━━ Task input ━━
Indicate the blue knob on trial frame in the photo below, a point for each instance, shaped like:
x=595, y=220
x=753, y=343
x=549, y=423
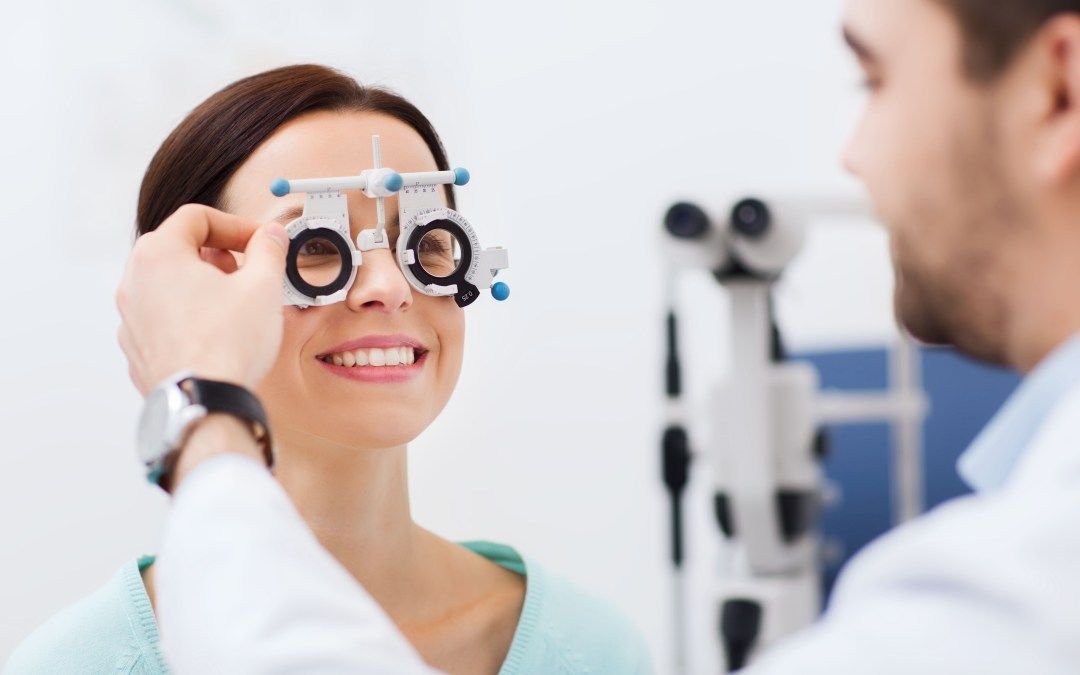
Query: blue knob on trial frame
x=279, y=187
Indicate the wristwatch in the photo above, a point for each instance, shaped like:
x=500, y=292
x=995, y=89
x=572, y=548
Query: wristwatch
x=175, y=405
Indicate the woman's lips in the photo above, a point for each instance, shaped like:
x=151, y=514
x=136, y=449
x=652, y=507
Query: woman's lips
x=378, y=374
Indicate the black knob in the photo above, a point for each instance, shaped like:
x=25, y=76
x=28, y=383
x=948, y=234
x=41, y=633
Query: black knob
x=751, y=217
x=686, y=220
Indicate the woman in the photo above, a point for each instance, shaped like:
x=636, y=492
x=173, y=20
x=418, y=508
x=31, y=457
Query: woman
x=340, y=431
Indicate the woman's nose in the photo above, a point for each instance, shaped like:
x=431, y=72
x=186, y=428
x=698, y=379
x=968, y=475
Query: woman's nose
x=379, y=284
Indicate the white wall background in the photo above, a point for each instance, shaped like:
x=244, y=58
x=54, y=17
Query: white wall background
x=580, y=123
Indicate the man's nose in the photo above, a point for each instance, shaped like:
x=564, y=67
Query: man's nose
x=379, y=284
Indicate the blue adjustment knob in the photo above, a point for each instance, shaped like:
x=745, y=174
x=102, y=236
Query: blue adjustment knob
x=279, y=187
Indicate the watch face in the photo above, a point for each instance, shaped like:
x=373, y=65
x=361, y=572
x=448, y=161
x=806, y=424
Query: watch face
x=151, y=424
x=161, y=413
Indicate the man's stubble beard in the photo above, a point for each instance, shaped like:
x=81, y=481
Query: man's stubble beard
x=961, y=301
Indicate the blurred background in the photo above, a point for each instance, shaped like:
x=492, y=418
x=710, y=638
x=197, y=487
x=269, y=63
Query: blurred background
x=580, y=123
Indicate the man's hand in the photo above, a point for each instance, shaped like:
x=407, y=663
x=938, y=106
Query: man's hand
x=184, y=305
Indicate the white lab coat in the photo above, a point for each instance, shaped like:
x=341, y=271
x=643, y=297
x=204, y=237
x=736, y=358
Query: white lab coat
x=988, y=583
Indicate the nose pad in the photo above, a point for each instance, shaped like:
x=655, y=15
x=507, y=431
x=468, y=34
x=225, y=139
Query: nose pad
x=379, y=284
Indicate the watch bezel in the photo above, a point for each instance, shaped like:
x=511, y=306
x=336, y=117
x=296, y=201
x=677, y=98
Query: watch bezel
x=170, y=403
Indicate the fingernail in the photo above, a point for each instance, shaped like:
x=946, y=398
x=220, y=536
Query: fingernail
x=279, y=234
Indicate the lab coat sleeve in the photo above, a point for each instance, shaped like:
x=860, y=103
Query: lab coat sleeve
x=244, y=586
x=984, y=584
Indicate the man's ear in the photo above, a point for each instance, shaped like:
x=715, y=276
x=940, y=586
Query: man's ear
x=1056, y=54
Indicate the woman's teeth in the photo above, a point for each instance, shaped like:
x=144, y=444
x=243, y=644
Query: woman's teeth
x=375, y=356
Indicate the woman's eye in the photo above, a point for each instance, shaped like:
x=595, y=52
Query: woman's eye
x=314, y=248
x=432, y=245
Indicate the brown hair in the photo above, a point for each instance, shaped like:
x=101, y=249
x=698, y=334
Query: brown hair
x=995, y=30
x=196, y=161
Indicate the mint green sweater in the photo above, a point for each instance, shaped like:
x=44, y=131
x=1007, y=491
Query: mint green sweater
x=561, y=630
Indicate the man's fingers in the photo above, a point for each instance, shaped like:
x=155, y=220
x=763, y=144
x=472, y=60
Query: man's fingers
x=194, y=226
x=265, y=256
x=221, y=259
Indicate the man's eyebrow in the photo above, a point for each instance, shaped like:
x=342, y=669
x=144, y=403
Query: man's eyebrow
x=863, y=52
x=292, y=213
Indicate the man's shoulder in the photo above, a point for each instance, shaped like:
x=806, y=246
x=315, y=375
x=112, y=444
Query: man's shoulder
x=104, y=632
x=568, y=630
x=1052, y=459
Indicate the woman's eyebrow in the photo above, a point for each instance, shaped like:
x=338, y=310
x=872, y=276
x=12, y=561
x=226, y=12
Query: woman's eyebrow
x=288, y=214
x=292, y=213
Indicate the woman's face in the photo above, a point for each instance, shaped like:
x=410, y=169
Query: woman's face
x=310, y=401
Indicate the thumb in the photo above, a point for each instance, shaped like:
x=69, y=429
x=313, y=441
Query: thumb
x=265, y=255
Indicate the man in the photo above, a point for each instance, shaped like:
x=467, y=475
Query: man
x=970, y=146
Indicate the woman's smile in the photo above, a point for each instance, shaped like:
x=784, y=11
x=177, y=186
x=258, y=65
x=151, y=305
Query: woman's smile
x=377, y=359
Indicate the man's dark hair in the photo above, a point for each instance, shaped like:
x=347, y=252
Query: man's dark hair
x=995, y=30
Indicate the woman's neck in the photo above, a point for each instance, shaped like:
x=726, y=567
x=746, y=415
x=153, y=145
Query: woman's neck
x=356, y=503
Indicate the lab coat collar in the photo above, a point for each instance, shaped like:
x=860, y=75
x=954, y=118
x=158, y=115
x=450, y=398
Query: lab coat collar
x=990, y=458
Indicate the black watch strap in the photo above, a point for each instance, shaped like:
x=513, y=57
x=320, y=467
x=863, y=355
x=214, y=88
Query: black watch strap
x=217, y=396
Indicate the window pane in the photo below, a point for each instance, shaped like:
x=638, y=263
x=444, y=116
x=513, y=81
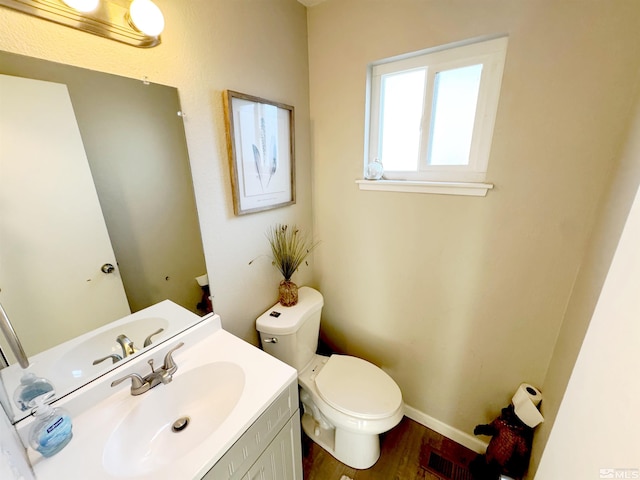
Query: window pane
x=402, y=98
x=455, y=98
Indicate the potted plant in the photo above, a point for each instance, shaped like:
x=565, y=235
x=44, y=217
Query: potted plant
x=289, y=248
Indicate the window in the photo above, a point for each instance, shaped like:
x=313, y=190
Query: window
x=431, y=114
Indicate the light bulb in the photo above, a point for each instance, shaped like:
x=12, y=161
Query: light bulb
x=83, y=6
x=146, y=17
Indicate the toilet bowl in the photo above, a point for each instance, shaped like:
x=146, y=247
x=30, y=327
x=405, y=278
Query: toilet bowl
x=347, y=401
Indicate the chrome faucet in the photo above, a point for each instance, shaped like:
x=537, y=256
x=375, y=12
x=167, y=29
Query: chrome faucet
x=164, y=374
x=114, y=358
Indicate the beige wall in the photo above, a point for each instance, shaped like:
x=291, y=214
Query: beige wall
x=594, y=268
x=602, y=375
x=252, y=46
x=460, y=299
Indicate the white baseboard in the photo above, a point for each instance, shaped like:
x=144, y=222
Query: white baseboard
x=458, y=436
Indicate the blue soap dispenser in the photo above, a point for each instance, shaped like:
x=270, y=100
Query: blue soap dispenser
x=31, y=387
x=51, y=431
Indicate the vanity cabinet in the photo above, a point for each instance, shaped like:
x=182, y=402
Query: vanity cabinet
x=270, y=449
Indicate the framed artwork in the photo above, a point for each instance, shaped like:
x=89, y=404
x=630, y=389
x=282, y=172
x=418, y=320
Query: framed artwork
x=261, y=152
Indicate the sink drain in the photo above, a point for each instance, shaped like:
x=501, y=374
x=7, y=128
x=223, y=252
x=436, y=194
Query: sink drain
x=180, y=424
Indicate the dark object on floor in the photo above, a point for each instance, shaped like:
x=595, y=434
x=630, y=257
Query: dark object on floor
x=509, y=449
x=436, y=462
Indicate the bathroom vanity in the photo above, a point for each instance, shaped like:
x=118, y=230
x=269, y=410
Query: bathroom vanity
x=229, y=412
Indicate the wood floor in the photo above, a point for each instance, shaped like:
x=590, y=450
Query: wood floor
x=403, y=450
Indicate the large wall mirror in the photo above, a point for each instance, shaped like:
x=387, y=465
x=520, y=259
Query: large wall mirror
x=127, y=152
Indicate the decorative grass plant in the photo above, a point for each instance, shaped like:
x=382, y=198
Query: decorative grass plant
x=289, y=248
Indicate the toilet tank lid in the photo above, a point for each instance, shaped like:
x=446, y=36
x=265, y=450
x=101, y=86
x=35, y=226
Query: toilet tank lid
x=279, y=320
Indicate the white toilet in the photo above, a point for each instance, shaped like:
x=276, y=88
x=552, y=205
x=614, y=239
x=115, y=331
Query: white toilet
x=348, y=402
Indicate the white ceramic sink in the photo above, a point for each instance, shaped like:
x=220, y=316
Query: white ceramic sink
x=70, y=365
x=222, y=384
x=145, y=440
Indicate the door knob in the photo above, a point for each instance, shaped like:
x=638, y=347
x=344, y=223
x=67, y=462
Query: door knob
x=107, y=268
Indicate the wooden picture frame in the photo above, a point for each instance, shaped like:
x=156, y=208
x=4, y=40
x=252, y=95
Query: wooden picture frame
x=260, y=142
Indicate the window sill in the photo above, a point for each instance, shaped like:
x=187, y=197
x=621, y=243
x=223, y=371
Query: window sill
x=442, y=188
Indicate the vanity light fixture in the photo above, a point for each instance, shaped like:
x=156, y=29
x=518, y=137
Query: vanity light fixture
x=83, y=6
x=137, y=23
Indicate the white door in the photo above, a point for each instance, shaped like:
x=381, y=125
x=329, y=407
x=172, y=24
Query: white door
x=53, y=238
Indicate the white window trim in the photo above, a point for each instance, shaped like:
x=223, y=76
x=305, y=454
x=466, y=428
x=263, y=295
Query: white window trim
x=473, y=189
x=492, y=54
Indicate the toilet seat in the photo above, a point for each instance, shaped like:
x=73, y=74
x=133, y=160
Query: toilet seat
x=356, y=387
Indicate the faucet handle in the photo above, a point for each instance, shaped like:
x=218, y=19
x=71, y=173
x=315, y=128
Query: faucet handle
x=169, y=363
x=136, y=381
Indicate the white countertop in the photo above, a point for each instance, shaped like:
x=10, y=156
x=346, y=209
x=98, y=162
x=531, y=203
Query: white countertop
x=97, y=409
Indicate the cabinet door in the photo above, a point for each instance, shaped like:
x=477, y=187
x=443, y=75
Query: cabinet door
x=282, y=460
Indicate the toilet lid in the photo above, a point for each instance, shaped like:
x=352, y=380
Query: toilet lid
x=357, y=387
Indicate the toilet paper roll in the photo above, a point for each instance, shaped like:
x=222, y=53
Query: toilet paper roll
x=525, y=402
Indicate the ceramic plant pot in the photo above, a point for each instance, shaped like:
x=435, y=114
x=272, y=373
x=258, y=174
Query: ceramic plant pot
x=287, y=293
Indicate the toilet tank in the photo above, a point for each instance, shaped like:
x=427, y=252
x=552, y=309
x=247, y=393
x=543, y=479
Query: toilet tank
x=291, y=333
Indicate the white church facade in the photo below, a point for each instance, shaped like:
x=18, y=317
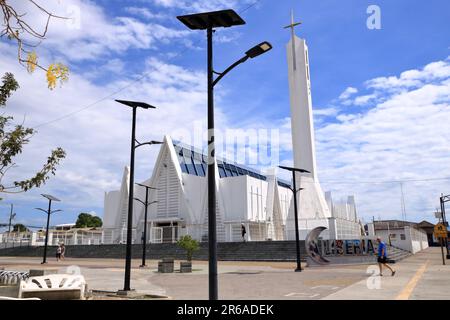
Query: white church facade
━━━
• Instructions to follow:
Could you rewrite the records between the lines holding "Indicate the man's eyebrow" and "x=455, y=98", inclusive, keeping the requests unchanged but scaling every answer coordinate by 1.6 and rounding it to a whole number, with halves rounded up? Leave the pictures out.

• Exercise solution:
Indicate the man's eyebrow in the photo above, a point for each instance, shaped like:
x=342, y=669
x=144, y=403
Query: man's eyebrow
x=1381, y=83
x=467, y=341
Indicate the man's shoulder in the photo above, a point for each instance, shaped like:
x=806, y=246
x=315, y=375
x=112, y=444
Query: man's shoulder
x=166, y=1011
x=909, y=1008
x=1683, y=734
Indicate the woman's eyebrow in the photo above, a point for each instance, shaped like:
x=338, y=310
x=872, y=276
x=12, y=561
x=226, y=12
Query: woman's eyebrow
x=461, y=342
x=467, y=341
Indicate the woman's face in the photo above, a point for each instance, shaped like:
x=410, y=169
Query: woman's face
x=496, y=642
Indicate the thumb in the photo above, a point for each instance, shaped like:
x=69, y=429
x=313, y=441
Query: thumb
x=424, y=408
Indicate the man in the photo above, a point for each instance, shaped like:
x=467, y=475
Query: man
x=1552, y=234
Indicate the woman's smile in the photo above, a point for each instance, shaped like:
x=784, y=11
x=177, y=186
x=258, y=65
x=151, y=305
Query: woman's smile
x=603, y=574
Indicate the man's dark hair in the photo above, a point for each instance, shaped like:
x=347, y=252
Query: man's dark hair
x=1592, y=48
Indicate the woman's neck in the photo above, a point for each instance, shaped like:
x=726, y=567
x=746, y=415
x=153, y=145
Query: woman's neck
x=570, y=805
Indicate the lab coat collar in the photo above, a point for each instance, shaped like:
x=860, y=75
x=954, y=118
x=158, y=115
x=450, y=398
Query: lab coat collar
x=1584, y=733
Indicate the black watch strap in the photo above, a point for each instance, shaped like:
x=513, y=57
x=320, y=467
x=863, y=355
x=214, y=88
Query: black watch strap
x=347, y=634
Indicate the window pane in the photo below, a point for each instance, shaped like:
x=638, y=263
x=444, y=116
x=513, y=81
Query: window pane
x=643, y=157
x=728, y=157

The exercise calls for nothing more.